§ Data in this exercise
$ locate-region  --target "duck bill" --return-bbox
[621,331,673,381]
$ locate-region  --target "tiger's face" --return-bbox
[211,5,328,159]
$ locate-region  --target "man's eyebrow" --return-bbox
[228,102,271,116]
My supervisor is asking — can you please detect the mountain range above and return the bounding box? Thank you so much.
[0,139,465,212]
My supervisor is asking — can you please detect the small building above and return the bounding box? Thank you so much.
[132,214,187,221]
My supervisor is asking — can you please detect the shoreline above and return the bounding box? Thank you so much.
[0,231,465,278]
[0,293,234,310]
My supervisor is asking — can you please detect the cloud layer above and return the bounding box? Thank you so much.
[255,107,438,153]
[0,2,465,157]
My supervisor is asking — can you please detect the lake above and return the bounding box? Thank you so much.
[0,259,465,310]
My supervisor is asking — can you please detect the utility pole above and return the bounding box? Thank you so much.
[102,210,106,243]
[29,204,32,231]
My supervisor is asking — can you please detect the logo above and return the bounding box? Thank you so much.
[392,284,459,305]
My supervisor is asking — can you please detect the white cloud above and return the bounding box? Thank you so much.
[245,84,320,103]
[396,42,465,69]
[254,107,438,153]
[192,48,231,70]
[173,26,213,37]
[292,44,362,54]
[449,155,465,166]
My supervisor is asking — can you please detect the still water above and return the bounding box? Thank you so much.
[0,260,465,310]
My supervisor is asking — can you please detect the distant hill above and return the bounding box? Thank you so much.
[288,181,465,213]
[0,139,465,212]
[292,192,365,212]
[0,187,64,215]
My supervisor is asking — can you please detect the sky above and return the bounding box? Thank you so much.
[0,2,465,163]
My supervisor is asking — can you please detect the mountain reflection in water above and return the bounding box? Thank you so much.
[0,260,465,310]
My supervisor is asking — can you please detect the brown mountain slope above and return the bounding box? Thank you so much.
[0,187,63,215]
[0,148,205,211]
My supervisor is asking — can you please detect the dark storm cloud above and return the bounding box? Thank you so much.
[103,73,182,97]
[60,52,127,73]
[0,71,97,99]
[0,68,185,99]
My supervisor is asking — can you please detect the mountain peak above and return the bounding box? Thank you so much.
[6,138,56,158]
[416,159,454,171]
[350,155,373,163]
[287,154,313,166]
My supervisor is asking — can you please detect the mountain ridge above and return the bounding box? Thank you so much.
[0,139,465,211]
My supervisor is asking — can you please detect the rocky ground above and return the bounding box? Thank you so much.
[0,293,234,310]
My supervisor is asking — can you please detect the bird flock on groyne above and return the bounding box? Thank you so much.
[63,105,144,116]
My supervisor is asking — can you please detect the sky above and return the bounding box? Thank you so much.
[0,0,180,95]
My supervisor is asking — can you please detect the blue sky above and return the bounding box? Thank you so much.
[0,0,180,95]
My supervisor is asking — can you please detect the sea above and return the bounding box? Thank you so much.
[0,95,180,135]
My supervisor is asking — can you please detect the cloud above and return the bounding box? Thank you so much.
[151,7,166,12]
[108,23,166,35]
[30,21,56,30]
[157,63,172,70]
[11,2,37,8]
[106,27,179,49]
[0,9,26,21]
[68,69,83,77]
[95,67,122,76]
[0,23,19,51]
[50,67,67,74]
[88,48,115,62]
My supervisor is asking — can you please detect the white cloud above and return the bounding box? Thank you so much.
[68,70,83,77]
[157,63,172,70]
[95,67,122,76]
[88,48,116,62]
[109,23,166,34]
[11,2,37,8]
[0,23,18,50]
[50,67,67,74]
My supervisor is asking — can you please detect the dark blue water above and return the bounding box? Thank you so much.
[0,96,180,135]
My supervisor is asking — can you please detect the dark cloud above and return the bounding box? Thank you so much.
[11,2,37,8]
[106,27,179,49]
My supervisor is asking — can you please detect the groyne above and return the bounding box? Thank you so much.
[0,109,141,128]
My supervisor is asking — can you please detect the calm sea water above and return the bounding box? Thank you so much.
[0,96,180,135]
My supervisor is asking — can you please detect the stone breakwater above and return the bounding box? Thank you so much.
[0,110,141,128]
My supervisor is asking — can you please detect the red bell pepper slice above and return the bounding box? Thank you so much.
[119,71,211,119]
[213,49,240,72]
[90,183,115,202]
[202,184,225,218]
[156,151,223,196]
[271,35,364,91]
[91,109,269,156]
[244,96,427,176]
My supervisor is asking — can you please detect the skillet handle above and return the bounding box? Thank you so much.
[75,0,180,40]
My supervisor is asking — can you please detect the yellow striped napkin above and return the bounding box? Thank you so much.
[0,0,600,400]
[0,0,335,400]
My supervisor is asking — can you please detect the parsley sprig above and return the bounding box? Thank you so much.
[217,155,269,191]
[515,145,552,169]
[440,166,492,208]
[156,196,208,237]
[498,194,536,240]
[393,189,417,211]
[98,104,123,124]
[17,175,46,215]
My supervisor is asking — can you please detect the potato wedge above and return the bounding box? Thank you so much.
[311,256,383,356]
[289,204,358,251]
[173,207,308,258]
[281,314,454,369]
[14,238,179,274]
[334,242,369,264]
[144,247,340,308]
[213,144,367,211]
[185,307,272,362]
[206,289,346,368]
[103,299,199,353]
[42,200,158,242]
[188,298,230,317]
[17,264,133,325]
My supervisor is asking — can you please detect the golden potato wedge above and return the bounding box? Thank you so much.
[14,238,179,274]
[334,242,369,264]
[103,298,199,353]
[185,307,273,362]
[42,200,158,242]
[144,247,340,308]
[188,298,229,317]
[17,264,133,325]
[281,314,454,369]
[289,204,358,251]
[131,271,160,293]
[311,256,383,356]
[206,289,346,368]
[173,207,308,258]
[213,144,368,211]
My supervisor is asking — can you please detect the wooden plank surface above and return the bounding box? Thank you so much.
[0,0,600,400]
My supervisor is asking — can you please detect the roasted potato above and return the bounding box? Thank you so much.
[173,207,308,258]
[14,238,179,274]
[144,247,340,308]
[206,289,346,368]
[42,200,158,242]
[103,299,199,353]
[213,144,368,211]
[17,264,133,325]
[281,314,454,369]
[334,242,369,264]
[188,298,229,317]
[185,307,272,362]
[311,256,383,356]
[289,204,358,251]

§ Given request
Rewrite all of the material above, replacing every occurrence of "My supervisor is asking" with "My manager is asking" and leaving everything else unchanged.

§ Final result
$ locate-region  --target "duck bill" --return-bbox
[621,331,673,381]
$ locate-region  --target "tiger's face" --return-bbox
[211,5,328,159]
$ locate-region  --target "man's eyebrow" --return-bbox
[228,102,271,116]
My manager is asking — can you please detect the mountain range above and return the bounding box? Thank you so much.
[0,139,465,212]
My manager is asking — can you please detect the small building above and return the bounding box? Thank you so much.
[132,214,187,221]
My manager is asking — can you please detect the shoreline above and return the bounding box? Thank you so much.
[0,231,465,278]
[0,293,234,310]
My manager is asking — can you please detect the cloud layer above and return the bounding box? Thank you so much.
[255,107,438,153]
[0,2,465,157]
My manager is asking — can you please detect the lake above and return the bounding box? Thank you so much.
[0,259,465,310]
My manager is asking — can you please detect the utility pole above and return the bounding box? Thank you so much.
[102,210,106,243]
[29,204,32,231]
My manager is asking — can you please detect the logo above and return the bounding box? Thank you so much.
[392,284,459,305]
My manager is asking — can you please detect the white cloud above and return the bounding box? Thank you so much.
[245,84,320,103]
[396,42,465,69]
[254,107,438,153]
[192,48,231,70]
[173,26,213,37]
[292,44,362,54]
[449,155,465,166]
My manager is asking — can you please detect the still water above and return the bounding box? Thank you so much.
[0,260,465,310]
My manager is asking — can you please detect the distant hill above and return the bounding box? Thank you so much.
[288,181,465,213]
[0,139,465,212]
[292,192,365,212]
[0,187,64,215]
My manager is asking — can you please detect the sky above and return the bounding box? Thank you so much.
[0,2,465,163]
My manager is asking — can you please detect the mountain reflection in water above and return the bounding box? Thank you so much.
[0,260,465,310]
My manager is asking — can you please detect the brown mountain slope above and return the bounding box? Thank you so much.
[0,187,63,215]
[0,148,205,211]
My manager is asking — can you please detect the dark storm cloud above and return the bounding box? Thank you so much.
[103,73,182,97]
[60,52,127,73]
[0,71,97,99]
[0,68,185,99]
My manager is asking — can you please detect the mountain peak above and return the bounding box? Thank you so much.
[6,138,56,158]
[416,159,454,171]
[350,155,373,163]
[287,154,313,166]
My manager is asking — can you please detect the mountain ridge above and return the bounding box? Thank you so much.
[0,139,465,211]
My manager is asking — can you please detect the rocky ground above and return the bounding box? Thank you so much.
[0,293,234,310]
My manager is asking — can you please detect the bird flock on groyne above and return the bounding box? Thank you so much.
[63,105,144,116]
My manager is asking — can you please detect the sky above and return the bounding box? Thank you so much.
[0,0,180,95]
My manager is asking — can you please detect the blue sky above and return the bounding box? Thank you so much.
[0,0,180,95]
My manager is asking — can you please detect the sea above and return the bounding box? Thank you so much.
[0,95,180,135]
My manager is asking — can you please detect the cloud above and return the bounding box? Thank you so much.
[151,7,166,12]
[108,23,166,35]
[30,21,56,30]
[157,63,172,70]
[11,2,37,8]
[106,27,179,49]
[0,9,26,21]
[68,69,83,77]
[95,67,122,76]
[0,23,19,51]
[50,67,67,74]
[88,48,115,62]
My manager is asking — can you please detect the white cloud above and return the bounding box? Thank you so much.
[68,70,83,77]
[157,63,172,70]
[95,67,122,76]
[88,48,116,62]
[109,23,166,34]
[11,2,37,8]
[0,23,18,50]
[50,67,67,74]
My manager is asking — can you please detect the dark blue water above and return the bounding box? Thank you so much.
[0,96,180,135]
My manager is asking — can you please detect the dark cloud above and return the bounding box? Thank you so much.
[11,2,37,8]
[106,27,179,49]
My manager is asking — can you please detect the groyne above and return the bounding box? Thank you so much.
[0,109,141,128]
My manager is asking — can you please detect the calm sea water above and return the bounding box? Thank you so much.
[0,96,180,135]
My manager is asking — can you please detect the stone breakwater above and return the bounding box? Thank you so much.
[0,110,141,128]
My manager is asking — can you please detect the red bell pepper slice above and return the bounding box? Thank you so much.
[119,71,211,119]
[213,49,240,72]
[90,183,115,202]
[202,184,225,218]
[156,151,223,196]
[271,35,364,91]
[91,109,269,156]
[244,96,427,176]
My manager is asking — can you please detect the skillet handle above and return the bounding box? Thank you so much.
[75,0,180,40]
My manager is asking — can you please detect the yellow striped napkin above and return the bounding box? Thank you so much.
[0,0,600,400]
[0,0,335,400]
My manager is asking — can you please detect the parsley sprig above and return the bounding box? Thank you so much.
[217,155,269,191]
[515,145,552,169]
[440,166,492,208]
[156,196,208,237]
[498,194,536,240]
[393,189,417,211]
[98,104,123,124]
[17,175,46,215]
My manager is asking — can you please detect the potato wedge above and return the bounding box? Thank you so much.
[311,256,383,356]
[289,204,358,251]
[173,207,308,258]
[281,314,454,369]
[14,238,179,274]
[334,242,369,264]
[144,247,340,308]
[213,144,367,211]
[185,307,272,362]
[206,289,346,368]
[103,299,199,353]
[42,200,158,242]
[188,298,230,317]
[17,264,133,325]
My manager is asking — can you please detect the golden potato wedge above and return the bounding box? Thank you so much.
[14,238,179,274]
[334,242,369,264]
[103,298,199,353]
[185,307,273,362]
[42,200,158,242]
[144,247,340,308]
[188,298,229,317]
[17,264,133,325]
[281,314,454,369]
[289,204,358,251]
[131,271,160,293]
[311,256,383,356]
[206,289,346,368]
[173,207,308,258]
[213,144,368,211]
My manager is asking — can you please detect the wooden plank surface above and return the bounding box? Thank you so much.
[0,0,600,400]
My manager is asking — can you please detect the roasted potato above and return the bounding box? Thank you so much.
[173,207,308,258]
[14,238,179,274]
[144,247,340,308]
[206,289,346,368]
[42,200,158,242]
[103,299,199,353]
[213,144,368,211]
[17,264,133,325]
[281,314,454,369]
[334,242,369,264]
[188,298,229,317]
[185,307,272,362]
[311,256,383,356]
[289,204,358,251]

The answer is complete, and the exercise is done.